**EXERCISE DETAILS**
Collect every line below that contains the string "shadow", matching case exactly.

::: DATASET :::

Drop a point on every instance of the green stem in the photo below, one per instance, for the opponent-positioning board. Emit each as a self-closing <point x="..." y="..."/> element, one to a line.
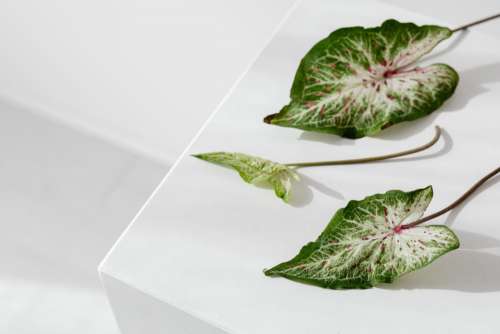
<point x="456" y="203"/>
<point x="369" y="159"/>
<point x="468" y="25"/>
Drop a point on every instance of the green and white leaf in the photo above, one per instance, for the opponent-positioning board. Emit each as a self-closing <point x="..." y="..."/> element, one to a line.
<point x="359" y="81"/>
<point x="256" y="170"/>
<point x="364" y="245"/>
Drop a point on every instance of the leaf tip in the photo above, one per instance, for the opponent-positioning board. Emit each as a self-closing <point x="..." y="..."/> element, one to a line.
<point x="269" y="118"/>
<point x="198" y="155"/>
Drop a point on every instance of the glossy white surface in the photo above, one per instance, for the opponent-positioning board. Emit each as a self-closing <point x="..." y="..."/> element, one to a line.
<point x="65" y="197"/>
<point x="145" y="74"/>
<point x="202" y="241"/>
<point x="140" y="75"/>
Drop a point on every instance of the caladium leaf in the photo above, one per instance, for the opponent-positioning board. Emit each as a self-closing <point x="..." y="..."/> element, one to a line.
<point x="256" y="170"/>
<point x="364" y="244"/>
<point x="358" y="81"/>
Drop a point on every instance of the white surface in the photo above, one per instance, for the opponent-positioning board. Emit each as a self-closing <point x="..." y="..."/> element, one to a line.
<point x="456" y="13"/>
<point x="144" y="73"/>
<point x="125" y="71"/>
<point x="65" y="197"/>
<point x="202" y="241"/>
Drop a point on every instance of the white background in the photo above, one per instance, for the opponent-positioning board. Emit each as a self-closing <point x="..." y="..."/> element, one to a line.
<point x="97" y="100"/>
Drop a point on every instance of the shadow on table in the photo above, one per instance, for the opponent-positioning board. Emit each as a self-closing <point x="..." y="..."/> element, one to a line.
<point x="302" y="193"/>
<point x="468" y="269"/>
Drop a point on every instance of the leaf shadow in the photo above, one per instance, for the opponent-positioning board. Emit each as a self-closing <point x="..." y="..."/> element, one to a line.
<point x="326" y="138"/>
<point x="468" y="269"/>
<point x="302" y="193"/>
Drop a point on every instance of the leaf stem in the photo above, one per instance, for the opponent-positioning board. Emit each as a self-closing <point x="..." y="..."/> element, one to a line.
<point x="436" y="137"/>
<point x="456" y="203"/>
<point x="465" y="26"/>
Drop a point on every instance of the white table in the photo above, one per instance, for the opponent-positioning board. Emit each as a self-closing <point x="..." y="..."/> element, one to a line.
<point x="192" y="260"/>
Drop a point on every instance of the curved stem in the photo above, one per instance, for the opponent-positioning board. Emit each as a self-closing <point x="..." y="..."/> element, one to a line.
<point x="465" y="26"/>
<point x="456" y="203"/>
<point x="370" y="159"/>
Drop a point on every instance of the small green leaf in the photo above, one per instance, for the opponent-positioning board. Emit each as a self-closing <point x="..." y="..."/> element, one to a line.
<point x="359" y="81"/>
<point x="364" y="245"/>
<point x="256" y="170"/>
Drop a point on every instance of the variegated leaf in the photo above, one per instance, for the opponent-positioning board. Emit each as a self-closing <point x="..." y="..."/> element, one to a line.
<point x="256" y="170"/>
<point x="364" y="244"/>
<point x="358" y="81"/>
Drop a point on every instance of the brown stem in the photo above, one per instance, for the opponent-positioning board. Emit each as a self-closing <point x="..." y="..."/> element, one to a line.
<point x="465" y="26"/>
<point x="454" y="204"/>
<point x="370" y="159"/>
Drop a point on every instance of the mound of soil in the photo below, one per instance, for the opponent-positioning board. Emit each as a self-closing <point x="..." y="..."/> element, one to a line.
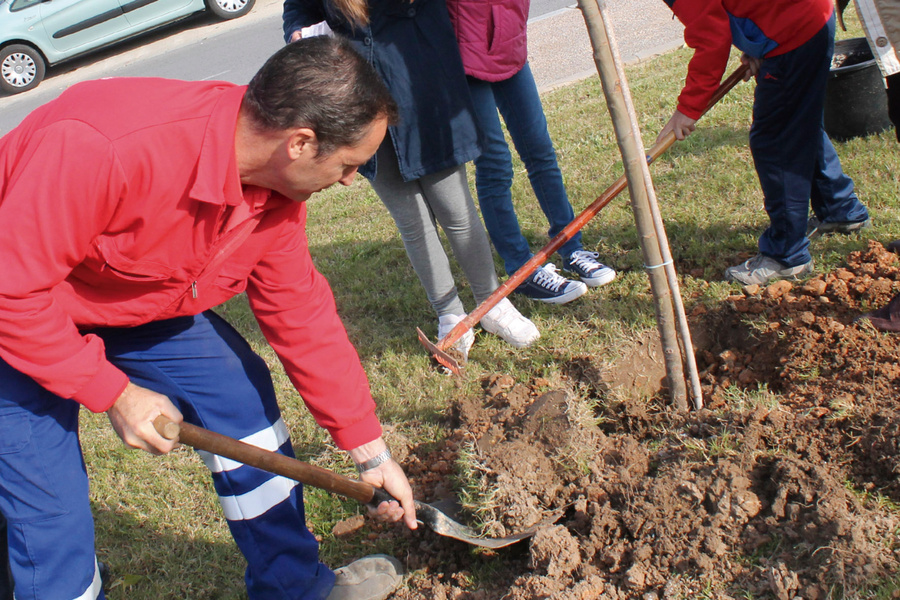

:::

**ANSWER FOR THE TASK**
Drop a point on every instance of the shadow on table in the photo above, one per instance, for the opponent-positioning board. Emit each as a self-closing <point x="..." y="..."/> element, one to a line.
Drop a point on every instance of the leaf shadow in the photo above, one per instance, for the opponent-positioning board. Emit each as a self-closing <point x="..." y="..."/> element, one to a line.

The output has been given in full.